▶ Brief
Can you copy, word for word, the lines of the material below that begin at the line containing "the concrete column" and run through the end of the material?

▶ Point labeling dataset excerpts
● ● ●

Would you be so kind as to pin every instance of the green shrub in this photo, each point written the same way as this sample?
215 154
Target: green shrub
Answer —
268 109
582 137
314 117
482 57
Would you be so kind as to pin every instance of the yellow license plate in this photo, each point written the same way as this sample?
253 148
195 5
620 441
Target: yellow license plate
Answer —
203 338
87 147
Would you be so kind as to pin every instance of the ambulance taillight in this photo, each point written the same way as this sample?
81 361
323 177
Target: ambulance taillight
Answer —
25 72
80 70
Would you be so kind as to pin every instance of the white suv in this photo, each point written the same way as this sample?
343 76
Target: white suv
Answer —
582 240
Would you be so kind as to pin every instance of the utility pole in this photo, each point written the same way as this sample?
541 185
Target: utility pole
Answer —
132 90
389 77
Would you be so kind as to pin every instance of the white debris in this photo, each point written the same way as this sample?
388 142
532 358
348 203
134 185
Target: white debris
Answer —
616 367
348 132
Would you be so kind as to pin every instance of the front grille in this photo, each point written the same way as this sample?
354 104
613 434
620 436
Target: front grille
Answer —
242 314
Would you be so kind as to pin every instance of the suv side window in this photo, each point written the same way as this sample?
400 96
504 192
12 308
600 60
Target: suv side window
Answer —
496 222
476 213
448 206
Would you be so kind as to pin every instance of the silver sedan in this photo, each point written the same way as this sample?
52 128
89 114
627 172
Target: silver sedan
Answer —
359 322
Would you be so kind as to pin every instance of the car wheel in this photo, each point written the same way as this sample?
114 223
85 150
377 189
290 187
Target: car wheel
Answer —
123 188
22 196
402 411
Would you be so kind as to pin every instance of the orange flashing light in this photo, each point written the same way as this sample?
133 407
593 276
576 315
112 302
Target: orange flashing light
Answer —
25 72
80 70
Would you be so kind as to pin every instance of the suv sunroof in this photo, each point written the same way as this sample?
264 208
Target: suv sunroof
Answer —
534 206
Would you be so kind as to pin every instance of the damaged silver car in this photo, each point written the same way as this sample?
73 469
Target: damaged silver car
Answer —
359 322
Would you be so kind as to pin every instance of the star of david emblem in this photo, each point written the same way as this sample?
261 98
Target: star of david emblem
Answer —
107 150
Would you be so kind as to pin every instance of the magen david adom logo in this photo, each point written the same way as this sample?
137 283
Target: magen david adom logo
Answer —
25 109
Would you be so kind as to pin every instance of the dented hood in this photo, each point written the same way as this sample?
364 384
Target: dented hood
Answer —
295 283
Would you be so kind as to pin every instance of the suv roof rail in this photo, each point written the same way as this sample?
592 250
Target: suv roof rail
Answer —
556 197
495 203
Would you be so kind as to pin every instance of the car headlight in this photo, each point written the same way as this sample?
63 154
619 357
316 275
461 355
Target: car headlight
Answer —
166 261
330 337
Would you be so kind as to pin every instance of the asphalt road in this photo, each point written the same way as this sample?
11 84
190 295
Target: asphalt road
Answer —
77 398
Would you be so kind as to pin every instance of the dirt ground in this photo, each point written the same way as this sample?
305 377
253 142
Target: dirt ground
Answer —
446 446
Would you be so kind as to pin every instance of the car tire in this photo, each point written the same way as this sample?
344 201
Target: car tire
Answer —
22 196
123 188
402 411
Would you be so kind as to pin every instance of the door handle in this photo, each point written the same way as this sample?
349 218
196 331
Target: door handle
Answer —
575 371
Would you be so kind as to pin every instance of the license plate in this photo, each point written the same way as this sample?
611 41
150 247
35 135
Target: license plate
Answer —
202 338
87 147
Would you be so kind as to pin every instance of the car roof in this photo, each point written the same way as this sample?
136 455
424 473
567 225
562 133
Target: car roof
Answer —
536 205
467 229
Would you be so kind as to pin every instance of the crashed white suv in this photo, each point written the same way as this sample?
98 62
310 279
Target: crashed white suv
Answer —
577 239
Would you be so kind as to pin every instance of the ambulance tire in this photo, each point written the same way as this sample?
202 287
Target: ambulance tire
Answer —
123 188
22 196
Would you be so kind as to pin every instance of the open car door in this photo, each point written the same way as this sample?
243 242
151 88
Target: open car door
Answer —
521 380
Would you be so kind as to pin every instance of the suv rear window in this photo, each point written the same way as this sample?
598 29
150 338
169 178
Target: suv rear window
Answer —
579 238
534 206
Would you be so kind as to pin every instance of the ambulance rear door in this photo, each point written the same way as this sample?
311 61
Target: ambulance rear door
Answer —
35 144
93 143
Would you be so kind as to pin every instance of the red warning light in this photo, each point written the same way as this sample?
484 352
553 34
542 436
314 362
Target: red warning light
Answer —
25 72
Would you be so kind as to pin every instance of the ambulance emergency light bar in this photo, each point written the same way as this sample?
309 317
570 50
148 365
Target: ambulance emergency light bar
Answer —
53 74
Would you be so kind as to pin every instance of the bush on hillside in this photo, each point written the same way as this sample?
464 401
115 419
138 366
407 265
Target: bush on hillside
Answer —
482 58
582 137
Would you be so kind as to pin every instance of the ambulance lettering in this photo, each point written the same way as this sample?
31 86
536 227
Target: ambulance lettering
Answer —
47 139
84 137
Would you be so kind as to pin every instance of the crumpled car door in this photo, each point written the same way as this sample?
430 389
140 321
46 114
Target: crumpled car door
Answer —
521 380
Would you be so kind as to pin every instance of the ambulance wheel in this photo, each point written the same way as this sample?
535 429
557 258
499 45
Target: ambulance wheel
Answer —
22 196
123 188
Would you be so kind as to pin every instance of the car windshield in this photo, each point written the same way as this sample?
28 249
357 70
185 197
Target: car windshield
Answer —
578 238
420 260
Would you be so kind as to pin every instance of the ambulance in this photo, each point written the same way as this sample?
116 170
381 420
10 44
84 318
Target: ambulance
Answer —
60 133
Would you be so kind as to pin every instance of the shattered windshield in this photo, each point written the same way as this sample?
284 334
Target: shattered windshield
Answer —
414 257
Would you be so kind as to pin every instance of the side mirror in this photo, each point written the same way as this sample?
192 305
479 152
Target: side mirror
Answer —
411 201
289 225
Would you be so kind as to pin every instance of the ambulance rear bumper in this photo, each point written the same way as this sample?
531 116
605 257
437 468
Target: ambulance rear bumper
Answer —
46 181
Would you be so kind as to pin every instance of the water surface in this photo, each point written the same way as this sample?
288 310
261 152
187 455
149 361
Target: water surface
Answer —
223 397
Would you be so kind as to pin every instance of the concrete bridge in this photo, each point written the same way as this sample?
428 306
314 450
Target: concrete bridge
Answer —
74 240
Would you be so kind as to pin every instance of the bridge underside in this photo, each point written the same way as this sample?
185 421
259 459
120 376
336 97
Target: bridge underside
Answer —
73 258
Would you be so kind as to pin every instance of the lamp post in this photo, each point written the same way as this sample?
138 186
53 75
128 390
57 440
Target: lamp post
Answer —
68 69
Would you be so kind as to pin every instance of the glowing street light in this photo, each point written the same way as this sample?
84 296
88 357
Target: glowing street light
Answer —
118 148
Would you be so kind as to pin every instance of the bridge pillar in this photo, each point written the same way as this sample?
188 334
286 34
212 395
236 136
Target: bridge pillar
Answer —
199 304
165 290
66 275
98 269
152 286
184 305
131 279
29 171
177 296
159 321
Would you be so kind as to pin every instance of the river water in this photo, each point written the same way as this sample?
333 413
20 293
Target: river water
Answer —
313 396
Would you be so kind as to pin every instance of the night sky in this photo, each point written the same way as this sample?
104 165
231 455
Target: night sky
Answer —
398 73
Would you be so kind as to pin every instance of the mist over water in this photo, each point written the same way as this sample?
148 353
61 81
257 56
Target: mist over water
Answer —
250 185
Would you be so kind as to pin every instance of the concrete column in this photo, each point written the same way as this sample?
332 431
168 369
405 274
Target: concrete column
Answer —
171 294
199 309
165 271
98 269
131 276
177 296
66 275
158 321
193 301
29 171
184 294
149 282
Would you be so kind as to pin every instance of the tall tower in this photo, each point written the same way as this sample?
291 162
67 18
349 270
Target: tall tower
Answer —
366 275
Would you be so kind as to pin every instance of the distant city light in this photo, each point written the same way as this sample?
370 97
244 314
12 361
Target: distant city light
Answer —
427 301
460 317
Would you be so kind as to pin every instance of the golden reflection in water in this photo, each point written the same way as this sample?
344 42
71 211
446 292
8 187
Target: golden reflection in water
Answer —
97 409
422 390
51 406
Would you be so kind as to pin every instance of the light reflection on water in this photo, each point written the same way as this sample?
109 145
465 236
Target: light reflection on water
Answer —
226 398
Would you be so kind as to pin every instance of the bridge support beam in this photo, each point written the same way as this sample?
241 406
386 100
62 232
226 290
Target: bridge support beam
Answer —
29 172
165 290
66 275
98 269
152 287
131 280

● ● ●

▶ Result below
Would you be so kind as to pin every instance of the concrete column in this photo, each point written the same way as this sample?
332 431
168 369
405 274
Target: concrete column
Answer —
171 294
199 309
165 271
98 269
131 276
177 296
66 275
158 321
193 301
29 171
184 294
149 282
Would you be so kind as to pin every instance of the tall tower in this photo, each point written the same way as this sample?
291 162
67 18
349 270
Target: tall tower
Answer —
366 275
Would you be so kind as to pin every instance of the distant city light in this photo, each point written the same way as this sample?
370 97
244 314
12 361
Target: distant city light
Answer —
427 301
460 317
Would you be so kind as to pin every instance of the golden reflection in water in this photo, each point written the same way as this sample?
344 42
71 211
446 292
8 187
Target: golden reflection in water
Answer —
97 409
422 390
51 406
Would you be so kind as to pin every instance of the light reflection on water in this photo, each point written the same way as this sample?
109 145
465 236
Target: light reflection on water
Answer —
226 398
Would you be so kind as to pin every instance of the bridge support beam in this photo, each point written the same way as this sample?
241 406
386 100
62 232
226 290
Target: bridge support beam
Answer —
29 172
165 290
66 275
98 269
152 287
131 280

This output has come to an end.